:: WHAT IS NEEDED ::
Continue the book reviews on biomimicry and biomechanics below, picking up right after their final sentence.

TEXT SECTION Start Marker

OK, so the title of this book could be a bit catchier, and at 11 years old it is out of date, but it really does have some good stuff for the biomimeticist.  The materials in question include layered composites like nacre and fractally organized tissues like tendon.  The writing is a bit dense, but the content is quite interesting.  A section of the book is devoted to natural material hierarchy followed by a section on manufactured hierarchical organization. 

The review in Science said…

Hierarchical Structures in Biology As a Guide for New Materials Technology (Nmab, 464) 

NAS Press free PDF book

Two books entirely devoted to the biologically inspired robots I have been writing about.  They cover all the biggies here: the lobster, the cockroach, even the tuna. These robots have a long way to go before they will be a really useful example of biomimicry, but its fun to keep an eye on this field.

Biologically Inspired Intelligent Robots (SPIE Press Monograph Vol. PM122)

Biorobotics

I am a comparative biomechanic and my training relied heavily on the books by Steve Vogel and his colleague Steve Wainwright at Duke University. They helped to train a generation of my colleagues with now classic volumes like Life in Moving Fluids, Axis and Circumference, Life’s Devices and Mechanical Design in Organisms. The field has moved considerably since the publication of these volumes so it’s great to see a new and heavily updated volume from Vogel.

Comparative Biomechanics - Life’s Physical World
will serve a number of purposes over the next several years. For one, it is a well written, approachable primer to the interaction of biological problems and physics/engineering. Engineers and physicists need readable introductions to the complexity of biological design and this book does a reasonable, though not in depth, job of pointing out the myriad biological systems to which interesting math can be applied. Biologists in their turn need usefully written mathematically oriented tracts in order to understand the predictive power of the physical sciences. Since most biologists are not comfortable with post-pre-calculus mathematics the tone and clarity of this book will be a great bridge into the useful fields of fluid mechanics, elastics and dynamics, heat transfer and flow.

The book must have started as an updating of Life’s Devices, but somewhere along the way a complete rewrite of Life in Moving Fluids ended up forming the beginning of the book. There is great material on both solids and fluids, but by far the strongest work is in fluids. In part this is because there are so many equations in fluid mechanics that have application to biology (we are after all quite wet), these equations are in dire need of a clear explanation. From Bernoulli to Navier-Stokes, Vogel does an excellent job of walking the reader through both the derivation and the relevance. The explanations and derivations stay with the reader far longer than would be expected for heavy material of this sort.

TEXT SECTION End Marker
GIVEN DATA Start Marker

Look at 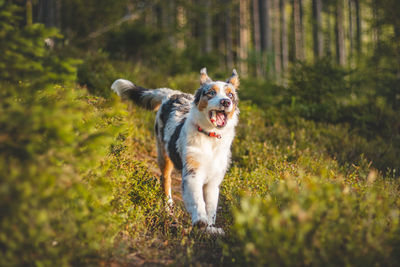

GIVEN DATA End Marker

:: EXERCISE OUTPUT ::
This book is a great place to start when you are wondering what is known about the biomechanics of subject X, but it is also fascinating reading as a biological exploration.

Stanislas Gorb, of the Max Planck Institute in Stuttgart, has written a bookabout attachment mechanisms of insects. Though murderously expensive new ($145) since ‘dry’ adhesives are one of the hottest topics in nanobio and biomimetics this book does have a market. The savvy lay person could certainly learn enough from Gorb’s easygoing style to tease fact from hype in press coverage of the issue.

If you are looking for a really good in depth treatment of the phenomena of friction and attachment as they relate to surfaces and biological materials this is a great place to start. The material is a competent survey of the primary literature in the field and presents little new data not published elsewhere. On the other hand it does a fantastic job of summing up groups of papers that are difficult for the lay person to approach.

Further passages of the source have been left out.